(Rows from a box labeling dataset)

★ ★ ★ ★

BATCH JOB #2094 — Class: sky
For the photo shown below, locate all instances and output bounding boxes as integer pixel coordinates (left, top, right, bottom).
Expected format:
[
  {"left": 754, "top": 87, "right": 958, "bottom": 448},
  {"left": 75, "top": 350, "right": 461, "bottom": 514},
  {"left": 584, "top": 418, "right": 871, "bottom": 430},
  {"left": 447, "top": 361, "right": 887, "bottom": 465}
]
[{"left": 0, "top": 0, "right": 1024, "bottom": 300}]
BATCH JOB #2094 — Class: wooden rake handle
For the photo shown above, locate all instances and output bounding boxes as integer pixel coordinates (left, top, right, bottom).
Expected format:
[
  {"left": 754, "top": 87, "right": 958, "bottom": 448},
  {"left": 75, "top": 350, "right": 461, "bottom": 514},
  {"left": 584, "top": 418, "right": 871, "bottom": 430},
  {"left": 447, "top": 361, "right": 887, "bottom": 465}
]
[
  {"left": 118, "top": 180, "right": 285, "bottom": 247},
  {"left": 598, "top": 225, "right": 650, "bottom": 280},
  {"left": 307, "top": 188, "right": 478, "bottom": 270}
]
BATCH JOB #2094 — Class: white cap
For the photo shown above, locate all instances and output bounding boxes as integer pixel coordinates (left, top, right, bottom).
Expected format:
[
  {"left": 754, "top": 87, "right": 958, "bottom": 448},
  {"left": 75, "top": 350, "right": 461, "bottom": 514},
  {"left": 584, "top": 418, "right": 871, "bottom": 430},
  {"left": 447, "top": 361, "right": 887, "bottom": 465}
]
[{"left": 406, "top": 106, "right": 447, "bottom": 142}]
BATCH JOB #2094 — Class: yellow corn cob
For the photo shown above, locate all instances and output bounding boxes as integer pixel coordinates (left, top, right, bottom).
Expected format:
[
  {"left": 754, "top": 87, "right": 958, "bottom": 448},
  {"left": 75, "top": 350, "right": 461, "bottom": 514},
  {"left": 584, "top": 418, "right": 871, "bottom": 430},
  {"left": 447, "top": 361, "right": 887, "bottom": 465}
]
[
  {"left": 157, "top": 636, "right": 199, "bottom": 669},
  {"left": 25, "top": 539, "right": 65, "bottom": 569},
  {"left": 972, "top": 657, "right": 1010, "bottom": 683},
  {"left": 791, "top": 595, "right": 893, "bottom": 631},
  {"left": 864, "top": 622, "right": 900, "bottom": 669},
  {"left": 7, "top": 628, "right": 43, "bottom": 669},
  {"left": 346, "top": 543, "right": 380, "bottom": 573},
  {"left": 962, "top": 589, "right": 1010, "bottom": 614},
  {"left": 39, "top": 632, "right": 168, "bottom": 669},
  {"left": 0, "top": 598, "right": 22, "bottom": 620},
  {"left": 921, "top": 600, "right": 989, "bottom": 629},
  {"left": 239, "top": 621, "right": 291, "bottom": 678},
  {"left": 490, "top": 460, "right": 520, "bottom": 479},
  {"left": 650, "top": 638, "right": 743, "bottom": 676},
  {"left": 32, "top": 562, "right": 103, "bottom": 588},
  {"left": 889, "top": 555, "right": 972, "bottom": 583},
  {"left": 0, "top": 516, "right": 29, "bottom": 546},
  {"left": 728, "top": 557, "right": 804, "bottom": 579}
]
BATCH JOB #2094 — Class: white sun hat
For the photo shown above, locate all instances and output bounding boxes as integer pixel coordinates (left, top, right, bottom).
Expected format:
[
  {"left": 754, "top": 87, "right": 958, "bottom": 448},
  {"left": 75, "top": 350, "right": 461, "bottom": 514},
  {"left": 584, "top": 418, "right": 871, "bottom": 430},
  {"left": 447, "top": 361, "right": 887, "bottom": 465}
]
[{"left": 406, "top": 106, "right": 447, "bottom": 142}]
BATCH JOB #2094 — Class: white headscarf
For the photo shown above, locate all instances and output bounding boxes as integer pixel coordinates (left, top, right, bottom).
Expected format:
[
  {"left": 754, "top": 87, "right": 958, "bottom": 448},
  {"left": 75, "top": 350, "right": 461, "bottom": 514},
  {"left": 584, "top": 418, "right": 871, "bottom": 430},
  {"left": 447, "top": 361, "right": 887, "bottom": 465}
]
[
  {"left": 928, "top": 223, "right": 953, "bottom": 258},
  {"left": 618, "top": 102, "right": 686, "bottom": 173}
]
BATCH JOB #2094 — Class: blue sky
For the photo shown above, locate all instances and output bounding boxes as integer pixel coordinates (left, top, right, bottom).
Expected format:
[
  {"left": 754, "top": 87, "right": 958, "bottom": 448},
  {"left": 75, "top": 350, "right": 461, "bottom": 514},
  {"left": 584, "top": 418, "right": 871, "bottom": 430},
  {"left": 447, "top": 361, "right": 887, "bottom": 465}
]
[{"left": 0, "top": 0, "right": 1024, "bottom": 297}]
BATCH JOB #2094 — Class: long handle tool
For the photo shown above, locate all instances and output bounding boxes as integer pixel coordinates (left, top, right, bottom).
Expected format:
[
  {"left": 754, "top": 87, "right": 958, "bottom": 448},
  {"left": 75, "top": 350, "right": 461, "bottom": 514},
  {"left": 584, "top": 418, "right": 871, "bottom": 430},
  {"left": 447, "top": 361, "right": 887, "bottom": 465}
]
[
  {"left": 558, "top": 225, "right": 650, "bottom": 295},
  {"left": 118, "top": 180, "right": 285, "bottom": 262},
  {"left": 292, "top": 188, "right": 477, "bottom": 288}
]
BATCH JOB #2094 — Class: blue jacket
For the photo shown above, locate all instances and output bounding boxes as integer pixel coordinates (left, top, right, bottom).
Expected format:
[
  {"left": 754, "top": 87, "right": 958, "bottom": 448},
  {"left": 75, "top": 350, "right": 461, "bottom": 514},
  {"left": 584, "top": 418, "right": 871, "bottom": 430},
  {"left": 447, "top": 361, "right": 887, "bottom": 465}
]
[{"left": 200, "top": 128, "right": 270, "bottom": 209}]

★ ★ ★ ★

How many lines in the entries above contain the string "Class"? Reply with the number alone.

9